Saturday Tailgate: LSU

The Vanderbilt Commodores sit at 0-2 on the season. The last time Vanderbilt started 0-2, it was 2015, and the Commodores drilled Austin Peay for their first win of the season. (Like this year, the two losses to open 2015 came against Georgia and a team coached by Jeff Brohm.) Vanderbilt also opened the season 0-2 in 2014, and we all remember what happened that season.

Sounding ominous yet? Well, in 2012, Vanderbilt opened the season 0-2 and then, after a 58-0 win over Presbyterian, got drilled 48-3 by Georgia. They’d win 8 of 9 to finish the season, though, ending the year with a 9-4 record.

On the other hand, all three of those teams got a win in their third game. So, too, did Robbie Caldwell’s 2010 team, which opened with losses to Northwestern and LSU before hastening the end of the Houston Nutt era at Ole Miss for the first of the SEC Media Days GOAT’s two career wins as a head coach. To find a Vanderbilt team that started the year 0-3, you have to go all the way back to 2006, Bobby Johnson’s first post-Jay Cutler team. That team started the season by playing Michigan, Alabama, and Arkansas, and predictably lost all of them. Meanwhile, here’s a list of some other Vanderbilt teams that started the year 0-3 and how they finished the season…

  • 2004: 2-9
  • 2000: 3-8
  • 1998 (started 0-6): 2-9
  • 1996 (started 0-4): 2-9
  • 1995 (started 0-7): 2-9
  • 1986: 1-10
  • 1980 (started 0-6): 2-9
  • 1979 (started 0-7): 1-10
  • 1969: 4-6
  • 1964: 3-6-1
  • 1963 (started 0-6): 1-7-2
  • 1962 (started 0-8): 1-9
  • 1960 (started 0-4): 3-7

I mean, you’re starting to get the picture. I only went back to 1960, but no Vanderbilt team has started the season with three straight losses and finished with a winning record (granted, not many Vanderbilt teams since 1960 have finished with a winning record, period.) Only two of them even won four games, and only five of them won three. Now, I’ll grant that most of these were bad teams, and for a few of them the losing didn’t stop at 0-3.

§ **ROWS**:
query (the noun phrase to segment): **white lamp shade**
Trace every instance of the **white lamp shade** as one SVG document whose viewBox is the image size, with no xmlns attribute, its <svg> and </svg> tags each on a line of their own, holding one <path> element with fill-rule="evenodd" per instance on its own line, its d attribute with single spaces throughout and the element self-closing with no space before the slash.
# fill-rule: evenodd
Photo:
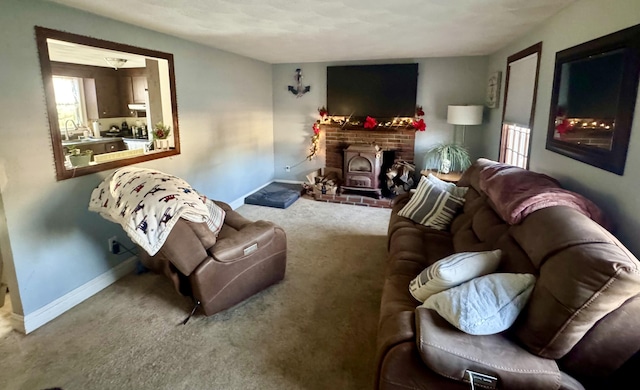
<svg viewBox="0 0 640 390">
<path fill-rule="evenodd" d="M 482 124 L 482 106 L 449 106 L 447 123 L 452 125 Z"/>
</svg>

==

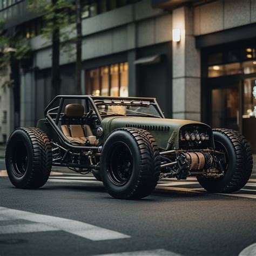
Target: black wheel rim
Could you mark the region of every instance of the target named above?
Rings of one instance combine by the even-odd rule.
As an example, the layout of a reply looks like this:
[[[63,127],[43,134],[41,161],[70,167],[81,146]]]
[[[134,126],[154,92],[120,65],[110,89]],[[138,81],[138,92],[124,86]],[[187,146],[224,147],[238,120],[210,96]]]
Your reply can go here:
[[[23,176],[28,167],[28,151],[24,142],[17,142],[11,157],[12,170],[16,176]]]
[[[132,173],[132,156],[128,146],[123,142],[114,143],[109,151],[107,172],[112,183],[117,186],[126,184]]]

--

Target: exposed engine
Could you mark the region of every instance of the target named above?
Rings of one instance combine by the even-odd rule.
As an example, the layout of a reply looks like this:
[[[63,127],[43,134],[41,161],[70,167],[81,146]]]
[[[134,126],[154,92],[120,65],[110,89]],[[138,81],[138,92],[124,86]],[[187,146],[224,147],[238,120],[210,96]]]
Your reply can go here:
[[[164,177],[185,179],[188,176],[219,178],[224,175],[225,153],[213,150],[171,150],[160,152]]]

§ **SET OF TASKS**:
**1.** In the Vanderbilt football post, what record did the 2012 team end the year with?
**2.** Repeat the Vanderbilt football post word for word, starting with "Saturday Tailgate: LSU" and going on through "happened that season.".
Work only from the Vanderbilt football post, not from the entries.

§ **SOLUTIONS TO THE EXERCISE**:
**1.** 9-4

**2.**
Saturday Tailgate: LSU

The Vanderbilt Commodores sit at 0-2 on the season. The last time Vanderbilt started 0-2, it was 2015, and the Commodores drilled Austin Peay for their first win of the season. (Like this year, the two losses to open 2015 came against Georgia and a team coached by Jeff Brohm.) Vanderbilt also opened the season 0-2 in 2014, and we all remember what happened that season.